BEGIN INPUT DATA

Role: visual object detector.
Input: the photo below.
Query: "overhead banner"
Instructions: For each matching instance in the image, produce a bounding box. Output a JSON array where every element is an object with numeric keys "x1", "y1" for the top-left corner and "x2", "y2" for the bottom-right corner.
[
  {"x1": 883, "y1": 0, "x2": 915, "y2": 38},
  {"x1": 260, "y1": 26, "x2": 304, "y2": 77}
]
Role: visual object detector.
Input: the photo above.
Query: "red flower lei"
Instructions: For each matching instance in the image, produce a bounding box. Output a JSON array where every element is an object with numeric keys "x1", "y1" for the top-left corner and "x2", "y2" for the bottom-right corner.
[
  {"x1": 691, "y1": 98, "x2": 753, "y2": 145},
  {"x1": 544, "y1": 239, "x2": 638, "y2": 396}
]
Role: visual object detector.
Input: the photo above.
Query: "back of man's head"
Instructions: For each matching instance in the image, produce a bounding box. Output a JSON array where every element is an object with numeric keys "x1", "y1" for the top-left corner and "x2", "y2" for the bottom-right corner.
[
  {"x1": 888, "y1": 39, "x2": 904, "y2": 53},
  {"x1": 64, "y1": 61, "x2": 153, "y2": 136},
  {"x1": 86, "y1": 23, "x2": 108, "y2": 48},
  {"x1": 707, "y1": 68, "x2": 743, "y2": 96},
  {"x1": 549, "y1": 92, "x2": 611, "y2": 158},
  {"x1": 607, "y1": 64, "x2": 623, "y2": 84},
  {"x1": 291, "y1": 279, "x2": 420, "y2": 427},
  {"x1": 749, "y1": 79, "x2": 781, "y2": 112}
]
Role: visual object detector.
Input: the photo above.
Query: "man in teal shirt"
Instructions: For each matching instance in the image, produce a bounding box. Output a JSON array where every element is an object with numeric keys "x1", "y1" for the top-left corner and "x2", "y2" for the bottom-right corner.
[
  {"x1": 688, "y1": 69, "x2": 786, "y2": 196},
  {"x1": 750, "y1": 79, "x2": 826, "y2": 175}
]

END INPUT DATA

■ WORK TO COMPLETE ■
Could you type out every entry again exactly as it stands?

■ WRITTEN SOLUTION ■
Role: visual object detector.
Input: the photo below.
Query: "overhead banner"
Instructions: For each matching instance in the image, produce a bounding box. Output a JSON array where every element is an object with numeric keys "x1", "y1" for the top-left corner and "x2", "y2" for the bottom-right corner.
[
  {"x1": 883, "y1": 0, "x2": 915, "y2": 38},
  {"x1": 260, "y1": 26, "x2": 304, "y2": 77}
]
Role: visual object detector.
Input: the photo above.
Query: "red flower lei"
Instructions: For each matching instance in the image, produce a bounding box. Output a JSON array where every element is an object with numeric keys "x1", "y1" for the top-left corner and "x2", "y2" for the bottom-right corner.
[
  {"x1": 691, "y1": 98, "x2": 753, "y2": 145},
  {"x1": 544, "y1": 239, "x2": 638, "y2": 396}
]
Role: visual object detector.
Input: the photo above.
Query: "back of man's head"
Instructions: For each matching instance in the image, produce a bounding box. Output a JSON array where every element is an object with numeric keys "x1", "y1" for the top-left corner and "x2", "y2" for the bottom-right corner.
[
  {"x1": 888, "y1": 39, "x2": 904, "y2": 53},
  {"x1": 64, "y1": 61, "x2": 153, "y2": 136},
  {"x1": 86, "y1": 23, "x2": 108, "y2": 48},
  {"x1": 707, "y1": 68, "x2": 743, "y2": 96},
  {"x1": 549, "y1": 92, "x2": 611, "y2": 158},
  {"x1": 607, "y1": 64, "x2": 623, "y2": 84},
  {"x1": 291, "y1": 279, "x2": 420, "y2": 427},
  {"x1": 749, "y1": 79, "x2": 781, "y2": 112}
]
Role: visual object detector.
Input: the photo above.
Query: "man in teal shirt"
Instructions: For each matching instance in the image, produce a bounding box. Output a JSON array where every element is an object with numeric keys "x1", "y1" for the top-left corner and "x2", "y2" for the bottom-right corner.
[
  {"x1": 688, "y1": 69, "x2": 786, "y2": 196},
  {"x1": 750, "y1": 79, "x2": 826, "y2": 175}
]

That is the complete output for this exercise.